-- start of Records shown --

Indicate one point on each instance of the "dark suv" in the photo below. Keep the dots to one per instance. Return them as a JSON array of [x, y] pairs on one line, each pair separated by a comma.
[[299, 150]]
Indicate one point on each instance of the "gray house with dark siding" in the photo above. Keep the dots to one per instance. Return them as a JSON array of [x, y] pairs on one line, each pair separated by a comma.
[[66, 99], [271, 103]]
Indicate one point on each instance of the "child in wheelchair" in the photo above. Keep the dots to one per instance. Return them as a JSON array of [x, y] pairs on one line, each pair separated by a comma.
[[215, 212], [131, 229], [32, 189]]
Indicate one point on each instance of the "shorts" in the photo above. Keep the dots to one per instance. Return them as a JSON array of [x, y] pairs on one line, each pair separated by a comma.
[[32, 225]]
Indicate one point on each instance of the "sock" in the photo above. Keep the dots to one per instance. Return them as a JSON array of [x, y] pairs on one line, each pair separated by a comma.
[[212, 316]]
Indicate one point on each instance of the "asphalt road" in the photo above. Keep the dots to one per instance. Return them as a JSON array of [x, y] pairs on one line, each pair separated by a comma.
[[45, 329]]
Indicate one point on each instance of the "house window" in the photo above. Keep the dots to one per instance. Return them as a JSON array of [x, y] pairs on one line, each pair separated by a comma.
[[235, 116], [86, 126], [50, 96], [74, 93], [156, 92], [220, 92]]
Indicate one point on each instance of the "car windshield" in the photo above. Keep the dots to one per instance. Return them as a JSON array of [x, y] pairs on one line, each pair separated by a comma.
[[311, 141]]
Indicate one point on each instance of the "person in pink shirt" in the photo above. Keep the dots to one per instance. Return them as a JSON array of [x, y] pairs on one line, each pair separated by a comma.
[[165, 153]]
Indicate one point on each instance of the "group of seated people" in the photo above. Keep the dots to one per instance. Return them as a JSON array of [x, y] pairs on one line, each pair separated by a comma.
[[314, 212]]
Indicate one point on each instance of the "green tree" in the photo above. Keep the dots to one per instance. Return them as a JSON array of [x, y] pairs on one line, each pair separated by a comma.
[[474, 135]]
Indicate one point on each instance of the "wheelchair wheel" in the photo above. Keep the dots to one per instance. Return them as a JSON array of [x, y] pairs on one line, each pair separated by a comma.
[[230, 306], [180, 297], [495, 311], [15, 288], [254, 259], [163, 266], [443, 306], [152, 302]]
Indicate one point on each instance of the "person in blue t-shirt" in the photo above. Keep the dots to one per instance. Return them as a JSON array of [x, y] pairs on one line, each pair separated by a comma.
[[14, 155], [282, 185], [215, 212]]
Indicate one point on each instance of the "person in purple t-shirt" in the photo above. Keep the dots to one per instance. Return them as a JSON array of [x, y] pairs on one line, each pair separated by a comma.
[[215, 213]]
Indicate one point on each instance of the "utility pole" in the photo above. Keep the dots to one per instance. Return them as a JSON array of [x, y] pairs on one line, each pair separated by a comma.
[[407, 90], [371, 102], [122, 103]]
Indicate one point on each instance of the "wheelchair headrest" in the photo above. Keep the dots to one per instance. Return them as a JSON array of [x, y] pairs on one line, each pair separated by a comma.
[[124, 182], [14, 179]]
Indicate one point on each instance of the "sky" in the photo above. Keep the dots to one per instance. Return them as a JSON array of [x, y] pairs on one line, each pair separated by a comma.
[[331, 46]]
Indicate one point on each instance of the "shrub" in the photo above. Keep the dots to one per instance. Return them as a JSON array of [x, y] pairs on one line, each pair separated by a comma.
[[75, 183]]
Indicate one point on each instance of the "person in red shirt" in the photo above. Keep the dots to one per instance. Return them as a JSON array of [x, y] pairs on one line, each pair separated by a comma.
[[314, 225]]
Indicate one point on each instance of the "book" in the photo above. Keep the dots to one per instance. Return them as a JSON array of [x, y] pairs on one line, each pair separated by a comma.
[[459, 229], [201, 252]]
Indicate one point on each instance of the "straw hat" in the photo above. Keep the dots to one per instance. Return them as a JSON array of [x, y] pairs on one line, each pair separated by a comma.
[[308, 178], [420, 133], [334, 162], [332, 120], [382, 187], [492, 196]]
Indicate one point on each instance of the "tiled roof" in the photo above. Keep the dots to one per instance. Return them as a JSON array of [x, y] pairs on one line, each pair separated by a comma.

-- end of Records shown --

> **Your instructions**
Switch every "Indicate" in the listing to "Mark" and write the lines out again, with everything else left unchanged.

> **Result below**
Mark one point on each instance of the "dark suv" in the photo below. Keep the dots to one per instance. Return them as a JSON array of [x, y] pairs on one line, each pair separated by a comma.
[[299, 150]]
Mark one point on each instance of the "gray house with dark siding" in the photo above. Keep the dots to one per instance. Return them as a JSON array of [x, y] pairs on one line, each pair separated by a comma.
[[66, 99], [271, 103]]
Mark one point on each instance of the "child in wheelchair" in the photo above. Keep the dots to one per instance. Return them as a JSON array of [x, y] pairs on one line, each pair separated by a comma.
[[215, 212], [131, 229], [32, 189]]
Mark one point on each instance of the "shorts" in the photo above. Keep the dots to one per instance. Return them as a JSON array of [x, y] pairs on one line, each pair separated by a comma.
[[32, 225]]
Mark one point on each instance of the "sock" in the photo above. Keep the dots to one per instance. Return them as a JSON array of [x, y] pairs on one line, each pair separated by a comma.
[[212, 316]]
Mark one point on each instance of the "asphalt road" in the photo above. Keep the dots to one per instance. Return them as a JSON array of [x, y] pairs on one line, each pair separated by a comma.
[[45, 329]]
Mark one point on each instance of the "house window" in the photo above. Keep the dots to one per instance. Return them as a JSON array of [x, y] pairs on one line, each pair separated by a comma.
[[235, 116], [86, 126], [50, 96], [74, 93], [156, 92], [220, 92]]
Mark one point on each instance of the "car windshield" in the photo above. Keep the dots to one per instance. Return them as a JSON array of [x, y] pairs on one line, each pair separated by a comma.
[[311, 141]]
Mark one point on each instance of the "person in pink shirt" in the photo above. Keep the dots to one per instance. Return them as a JSON array of [x, y] pairs on one line, each pair separated by a comma.
[[165, 153]]
Mark one point on each instance of the "group of seated people" in the photo above. Keep the dots to one per instance. Return them as a JSON array of [x, y] pairs on one line, each pair separated by a comma.
[[314, 212]]
Mark one point on each instance of the "green tree" in the photo above. Keep the dots to one per instance. Return them as a JSON array of [x, y] pairs on one line, each pair separated by a comma.
[[474, 135]]
Mark one point on each instance of the "wheelchair wheel" in the photo above. Keep the dots to one per instance. Return them as a JSON array of [x, y] pairs on one line, each pair separated by a comma.
[[230, 306], [180, 297], [495, 311], [15, 288], [254, 259], [163, 266], [443, 306], [152, 302]]
Mark one point on each instance of the "person in blue t-shirt" in the photo above. Keep the dots to one per instance. Return them as a JSON array of [x, y] pairs on one line, each pair separated by a comma.
[[14, 155], [282, 185], [215, 212]]
Mark one point on each instance of the "person in purple t-shirt" in the photo above. Keep the dots to one per instance. Return them as a JSON array of [x, y] pairs on one line, each pair separated by a comma.
[[215, 213]]
Mark one point on each instance of the "utility pole" in the photo above. Keep the dots to one per instance. Return them as a JSON array of [x, y] pairs on one line, each pair separated by a comma.
[[407, 90], [371, 102], [122, 103]]
Mark one point on each instance of the "wheelchair headrest" in the photo above. Keep the dots to one per instance. Return them as a JSON array of [x, y] pairs on one line, each pair separated by a comma.
[[124, 182], [14, 179]]
Mark one point on each instance of the "sky" in the photo above. Keep the dots to one per instance. Return them as a JSON array of [x, y] pairs on one line, each pair separated by a comma.
[[331, 46]]
Mark one point on each instance of the "shrub" in the photo above. Keep the dots to one per instance. Return them as a JSON array of [x, y] pairs on one line, each pair separated by a comma.
[[75, 183]]
Mark one point on each instance of the "person in red shirt" in the photo above. Keep the dots to one per instance. Return them as a JSON array of [x, y] pairs on one line, each pair separated by a comma.
[[314, 225]]
Mark one point on each instance of the "book" in the photo above. Keep the dots to one per instance. Return them as a JSON array of [x, y] pairs on one line, each pair separated by a comma.
[[459, 229], [201, 252]]
Mark one point on each instance of the "straw hat" in the photo above. Keep the dots to one per instance. Return them as a JSON array of [x, y] pairs on one line, each pair separated by a comma.
[[308, 178], [420, 133], [334, 162], [332, 120], [382, 187], [492, 196]]
Mark one point on each instance of the "tiled roof" in the photo above. Keep the dots to one per instance. Return them as a JSON array of [x, y] pairs on one line, each pair separated by a comma.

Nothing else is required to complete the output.